A agricultura familiar

Um reconhecimento notável se deu à atividade do campo quando, no governo do Presidente Fernando Henrique, foi criado o MDA – Ministério do Desenvolvimento Agrário e quase simultaneamente um conjunto de atividades de crédito, fomento, extensão e capacitação resultou nos conceitos do que seria a Agricultura Familiar.

A agricultura familiar tem suas bases técnicas em termos de renda, área da propriedade, tipo de produção, características da família e do imóvel rural. Sendo atrelada a ela a Política Nacional de Reforma Agrária em vários dos aspectos mencionados.

Vale esclarecer que o crédito rural para o pequeno produtor havia desde há décadas em apoio à produção alimentar ou de produtos de mercado, bem como os recursos para empréstimos de investimento e regularização fundiária. O que não se tinha era uma dotação específica destinada ao pequeno e médio produtor, em particular através do crédito do PRONAF e seus derivados como o crédito florestal, o crédito ao pequeno produtor, ao assentado da reforma agrária, à comercialização dos produtos através da venda direta aos organismos governamentais, incluindo a modalidade de aquisição de imóveis rurais, o crédito fundiário.

Instrução escrita 1 - Segundo o trecho sobre a agricultura familiar, que ministério foi criado no governo do Presidente Fernando Henrique?

[Entradas de marcação de localização]
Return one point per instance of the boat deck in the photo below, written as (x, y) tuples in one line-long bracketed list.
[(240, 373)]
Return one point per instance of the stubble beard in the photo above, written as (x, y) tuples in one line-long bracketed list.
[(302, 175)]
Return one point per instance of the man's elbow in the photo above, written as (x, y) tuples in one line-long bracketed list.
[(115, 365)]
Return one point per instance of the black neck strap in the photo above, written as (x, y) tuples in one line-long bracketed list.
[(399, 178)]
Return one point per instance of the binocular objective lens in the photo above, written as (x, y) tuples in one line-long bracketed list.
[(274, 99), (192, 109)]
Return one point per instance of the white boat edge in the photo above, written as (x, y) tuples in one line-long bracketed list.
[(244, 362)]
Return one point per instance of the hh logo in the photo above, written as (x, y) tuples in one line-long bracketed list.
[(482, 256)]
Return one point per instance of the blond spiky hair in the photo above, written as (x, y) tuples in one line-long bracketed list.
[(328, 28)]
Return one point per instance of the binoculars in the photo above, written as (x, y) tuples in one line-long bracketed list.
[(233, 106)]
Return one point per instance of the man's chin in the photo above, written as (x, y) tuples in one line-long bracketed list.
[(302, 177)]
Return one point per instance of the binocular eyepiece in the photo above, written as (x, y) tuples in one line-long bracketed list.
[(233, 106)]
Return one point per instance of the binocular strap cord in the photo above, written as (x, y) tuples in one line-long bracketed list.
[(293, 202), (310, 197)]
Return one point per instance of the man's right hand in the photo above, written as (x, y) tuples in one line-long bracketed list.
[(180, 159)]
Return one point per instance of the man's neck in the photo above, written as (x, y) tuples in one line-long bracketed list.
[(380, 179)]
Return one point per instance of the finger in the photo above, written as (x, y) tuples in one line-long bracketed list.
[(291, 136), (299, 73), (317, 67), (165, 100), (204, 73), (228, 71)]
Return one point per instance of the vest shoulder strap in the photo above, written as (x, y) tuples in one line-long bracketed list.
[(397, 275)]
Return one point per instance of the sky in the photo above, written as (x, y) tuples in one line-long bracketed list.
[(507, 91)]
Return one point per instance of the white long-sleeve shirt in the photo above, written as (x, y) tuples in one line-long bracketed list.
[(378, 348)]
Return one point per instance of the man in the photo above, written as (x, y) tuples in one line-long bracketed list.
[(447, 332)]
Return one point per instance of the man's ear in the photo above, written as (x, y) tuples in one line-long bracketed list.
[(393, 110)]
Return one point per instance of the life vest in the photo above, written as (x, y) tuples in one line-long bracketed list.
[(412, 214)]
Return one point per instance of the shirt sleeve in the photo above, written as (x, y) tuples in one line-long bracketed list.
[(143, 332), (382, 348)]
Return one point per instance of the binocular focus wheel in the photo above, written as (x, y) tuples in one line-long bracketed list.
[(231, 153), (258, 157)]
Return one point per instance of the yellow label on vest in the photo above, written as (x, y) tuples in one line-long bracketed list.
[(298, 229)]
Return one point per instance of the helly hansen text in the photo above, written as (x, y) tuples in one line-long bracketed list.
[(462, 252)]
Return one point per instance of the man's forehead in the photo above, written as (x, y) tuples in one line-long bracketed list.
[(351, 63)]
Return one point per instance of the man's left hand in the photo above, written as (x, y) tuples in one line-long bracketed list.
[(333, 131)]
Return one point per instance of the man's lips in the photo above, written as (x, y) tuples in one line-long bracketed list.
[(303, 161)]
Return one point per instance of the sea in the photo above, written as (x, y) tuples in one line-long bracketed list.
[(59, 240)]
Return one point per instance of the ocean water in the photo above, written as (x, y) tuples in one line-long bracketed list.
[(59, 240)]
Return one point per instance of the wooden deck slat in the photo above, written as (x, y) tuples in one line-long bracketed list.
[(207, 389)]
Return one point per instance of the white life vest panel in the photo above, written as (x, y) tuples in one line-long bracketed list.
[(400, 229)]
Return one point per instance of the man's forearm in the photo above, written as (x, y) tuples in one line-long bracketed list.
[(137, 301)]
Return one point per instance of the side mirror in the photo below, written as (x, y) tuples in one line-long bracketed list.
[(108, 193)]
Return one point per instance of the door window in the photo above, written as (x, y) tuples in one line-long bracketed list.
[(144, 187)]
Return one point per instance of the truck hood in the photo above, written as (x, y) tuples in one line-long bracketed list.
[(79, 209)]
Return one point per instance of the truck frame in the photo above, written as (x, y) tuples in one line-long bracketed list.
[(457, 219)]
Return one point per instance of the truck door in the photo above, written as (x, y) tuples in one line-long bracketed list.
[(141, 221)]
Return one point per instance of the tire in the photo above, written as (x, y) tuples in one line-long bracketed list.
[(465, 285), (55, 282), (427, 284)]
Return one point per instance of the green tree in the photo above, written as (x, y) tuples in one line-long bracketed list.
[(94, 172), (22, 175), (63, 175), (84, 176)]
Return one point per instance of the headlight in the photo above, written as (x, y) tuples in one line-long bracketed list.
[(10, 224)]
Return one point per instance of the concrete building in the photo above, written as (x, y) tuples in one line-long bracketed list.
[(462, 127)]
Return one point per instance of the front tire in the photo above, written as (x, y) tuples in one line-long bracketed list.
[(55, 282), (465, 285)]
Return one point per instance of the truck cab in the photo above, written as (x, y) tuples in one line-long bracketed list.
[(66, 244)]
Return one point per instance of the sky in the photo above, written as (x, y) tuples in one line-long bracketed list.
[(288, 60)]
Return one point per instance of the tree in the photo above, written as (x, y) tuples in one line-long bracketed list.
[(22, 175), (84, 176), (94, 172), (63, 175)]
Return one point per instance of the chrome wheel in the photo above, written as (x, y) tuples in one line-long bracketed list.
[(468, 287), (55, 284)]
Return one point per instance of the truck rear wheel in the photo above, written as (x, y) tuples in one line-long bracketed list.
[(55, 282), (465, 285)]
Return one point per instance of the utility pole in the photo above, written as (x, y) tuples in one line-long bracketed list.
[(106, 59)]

--

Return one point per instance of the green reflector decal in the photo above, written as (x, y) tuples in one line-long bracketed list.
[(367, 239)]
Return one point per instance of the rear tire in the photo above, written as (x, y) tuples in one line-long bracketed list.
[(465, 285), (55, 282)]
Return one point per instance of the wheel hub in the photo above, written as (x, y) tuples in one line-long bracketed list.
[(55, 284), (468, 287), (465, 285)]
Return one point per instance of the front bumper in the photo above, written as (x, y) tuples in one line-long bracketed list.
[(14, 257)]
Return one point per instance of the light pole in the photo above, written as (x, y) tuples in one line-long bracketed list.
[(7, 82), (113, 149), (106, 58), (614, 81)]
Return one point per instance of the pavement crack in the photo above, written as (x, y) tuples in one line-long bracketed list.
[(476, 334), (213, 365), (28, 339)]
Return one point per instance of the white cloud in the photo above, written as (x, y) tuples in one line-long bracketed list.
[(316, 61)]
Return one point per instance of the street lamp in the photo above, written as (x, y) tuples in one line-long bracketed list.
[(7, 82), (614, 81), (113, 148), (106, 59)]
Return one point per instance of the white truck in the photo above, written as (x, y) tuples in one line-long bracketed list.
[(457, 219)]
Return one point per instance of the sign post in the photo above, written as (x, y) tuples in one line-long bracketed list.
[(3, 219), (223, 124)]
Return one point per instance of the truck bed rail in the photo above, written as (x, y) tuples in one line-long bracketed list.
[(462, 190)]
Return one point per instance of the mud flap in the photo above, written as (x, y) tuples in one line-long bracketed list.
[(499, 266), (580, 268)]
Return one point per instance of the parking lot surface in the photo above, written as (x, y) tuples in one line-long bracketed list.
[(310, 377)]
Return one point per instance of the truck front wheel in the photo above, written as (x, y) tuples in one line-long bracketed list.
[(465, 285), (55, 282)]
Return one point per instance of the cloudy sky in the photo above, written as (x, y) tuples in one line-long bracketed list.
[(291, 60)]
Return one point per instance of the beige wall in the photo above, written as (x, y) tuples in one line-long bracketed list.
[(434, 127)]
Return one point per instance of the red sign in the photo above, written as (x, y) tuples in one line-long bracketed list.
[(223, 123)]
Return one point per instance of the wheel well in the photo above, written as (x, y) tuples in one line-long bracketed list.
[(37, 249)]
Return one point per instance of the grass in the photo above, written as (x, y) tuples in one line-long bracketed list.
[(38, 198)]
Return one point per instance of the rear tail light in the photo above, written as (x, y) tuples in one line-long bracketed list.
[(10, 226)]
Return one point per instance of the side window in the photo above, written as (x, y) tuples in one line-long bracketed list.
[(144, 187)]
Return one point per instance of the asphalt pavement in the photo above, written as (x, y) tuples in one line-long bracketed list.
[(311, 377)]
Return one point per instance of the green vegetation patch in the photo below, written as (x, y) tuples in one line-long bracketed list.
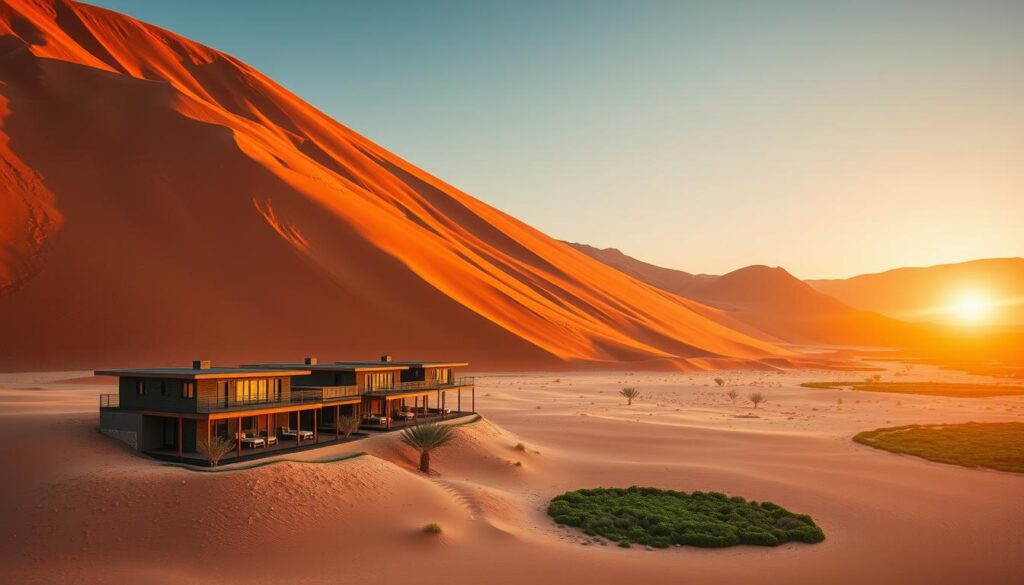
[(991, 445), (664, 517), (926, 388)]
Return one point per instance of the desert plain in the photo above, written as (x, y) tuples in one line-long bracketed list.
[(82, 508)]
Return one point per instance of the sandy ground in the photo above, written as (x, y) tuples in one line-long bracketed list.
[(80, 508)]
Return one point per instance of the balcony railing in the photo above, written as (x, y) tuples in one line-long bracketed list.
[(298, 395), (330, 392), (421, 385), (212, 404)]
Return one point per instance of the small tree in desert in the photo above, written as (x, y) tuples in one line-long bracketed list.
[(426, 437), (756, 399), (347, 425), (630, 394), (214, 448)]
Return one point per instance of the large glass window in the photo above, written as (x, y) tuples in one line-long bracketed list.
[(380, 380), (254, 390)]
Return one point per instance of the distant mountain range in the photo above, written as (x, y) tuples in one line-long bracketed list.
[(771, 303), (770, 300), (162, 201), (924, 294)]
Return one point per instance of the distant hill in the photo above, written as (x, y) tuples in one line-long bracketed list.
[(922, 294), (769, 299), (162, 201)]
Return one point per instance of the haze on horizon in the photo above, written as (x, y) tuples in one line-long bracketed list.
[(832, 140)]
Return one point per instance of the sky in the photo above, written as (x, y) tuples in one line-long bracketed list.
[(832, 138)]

Instrução escrita 2 - Copie sem alterações, das entradas de marcação de localização, tudo desde a linha que contém "Return one point per instance of the boat" até a linha que contém "[(180, 159)]", incluídas as duas.

Resposta final 1 - O MDA – Ministério do Desenvolvimento Agrário.

Resposta final 2 -
Return one point per instance of the boat deck in the photo below, written as (x, y) tuples in one line-long bracketed list.
[(240, 373)]
Return one point per instance of the stubble beard in the photo above, written as (x, y) tuples in one line-long bracketed list.
[(302, 175)]
Return one point per instance of the man's elbow in the photo above, written as (x, y) tuples in one line-long bracketed list.
[(115, 365)]
Return one point per instance of the black neck strap in the photo above, written as (x, y) tuples in one line-long bracketed list.
[(399, 178)]
Return one point per instance of the binocular objective lens in the photo above, written as (x, y) tuples in one line-long bracketed list.
[(274, 99), (192, 109)]
Return one point per instance of the white boat edge in the photo above, written as (x, y) tuples in one line-long bracketed list.
[(244, 362)]
Return one point per instance of the hh logo in the photo above, written as (x, y) tuples in one line-long bracketed list.
[(482, 256)]
Return one point per instance of the blond spiky hair in the photo above, written as (x, y) tuples in one line-long bracketed list.
[(328, 28)]
Return one point per instance of the binoculars in the photo above, written as (x, y) tuples in one line-long bracketed list.
[(233, 106)]
Return one point per instance of the man's chin in the photo above, written as (x, y) tuples in one line-long bracketed list.
[(302, 177)]
Return one point per instance of the binocular eyepiece in the photo above, written as (x, y) tuples in one line-long bracketed list.
[(233, 106)]
Return one point per instance of the binocular strap cord in the photo above, written as (x, y) tuples in one line-long bracketed list.
[(293, 202), (310, 197)]
Return one point per instance of the man's right hand in the photo above, written as (x, y) tuples in one line-long bracketed list.
[(180, 159)]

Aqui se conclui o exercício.